- **Task instructions**:
(A) Answer these questions using the newsletter on tariffs below:
(i) What tariff rate has Trump most recently announced on goods from Mexico and Canada?
(ii) On which two podcast platforms can readers listen to the episode?
(iii) Under "Dr. Ginn's Take," what three effects are attributed to protectionism through government-imposed tariffs?
(B) Write the next part of the newsletter on tariffs below, starting after its final sentence.
____ Passage
321. Trump’s Tariff Threats and Texas’s New Speaker | This Week's Economy Ep. 90
How Protectionism and Government Expansion Impact You
Hello Friends!
This week’s newsletter dives into the critical issues shaping economic policy, from President-elect Trump’s sweeping tariff proposals to the challenges Texas faces under rising government spending. As Americans brace for potential economic consequences, now is the time for bold reforms to protect taxpayers and ensure economic freedom thrives. Watch the episode on YouTube below, listen to it on Apple Podcast or Spotify, and visit my website for more information.
1. TRUMP TARIFFS HURT TEXANS
In the News:
On the campaign trail and since his election day victory, President-elect Donald Trump has threatened to impose high tariffs on goods entering the United States. Most recently, Trump has announced a 25% tariff on all goods across the border from Mexico and Canada. Economists warn of increased prices of consumer goods and other harmful impacts on American households, especially on the people of Texas. Source: Newsweek (see my quotes) and USA Today
Dr. Ginn’s Take:
Tariffs are a Costly Mistake: Raising taxes through tariffs is a costly mistake that hurts Americans and undermines economic growth. Protectionism through government-imposed tariffs distorts markets, reduces competition, and forces Americans to pay higher prices.
________
____ Listed entries
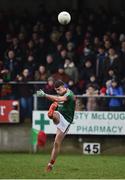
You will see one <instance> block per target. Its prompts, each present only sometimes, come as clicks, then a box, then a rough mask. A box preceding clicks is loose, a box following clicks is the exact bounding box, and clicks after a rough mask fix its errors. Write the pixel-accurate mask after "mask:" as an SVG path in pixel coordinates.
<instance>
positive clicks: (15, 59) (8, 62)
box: [4, 50, 20, 81]
mask: <svg viewBox="0 0 125 180" xmlns="http://www.w3.org/2000/svg"><path fill="white" fill-rule="evenodd" d="M4 69H6V70H8V71H9V72H10V80H11V81H12V80H15V78H16V76H17V74H19V73H20V67H19V64H18V62H17V61H16V59H15V53H14V51H13V50H9V51H8V59H7V60H6V61H5V63H4Z"/></svg>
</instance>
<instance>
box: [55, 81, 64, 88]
mask: <svg viewBox="0 0 125 180" xmlns="http://www.w3.org/2000/svg"><path fill="white" fill-rule="evenodd" d="M60 86H64V82H63V81H62V80H57V81H56V82H55V83H54V87H55V88H58V87H60Z"/></svg>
________
- **Answers by item number**:
(A)
(i) A 25% tariff.
(ii) Apple Podcast and Spotify.
(iii) It distorts markets, reduces competition, and forces Americans to pay higher prices.

(B)
Texas Hurt by Tariffs: A 25% tariff on goods from Mexico and Canada would disproportionately harm Texas, the nation’s top trading state with these countries, by raising costs for businesses and consumers, disrupting supply chains, and reducing economic efficiency. In 2023, Texas exported and imported billions of dollars in goods and services to Mexico and Canada, vital trade that supports many Texas jobs.
Alternative Solution: Instead of relying on these counterproductive measures, President-elect Donald Trump and Texas Gov. Greg Abbott should focus on reducing spending, taxes, and regulations while promoting free markets and trade. When markets function freely, they create greater prosperity, innovation, and opportunity for Texans, Americans, and global trading partners.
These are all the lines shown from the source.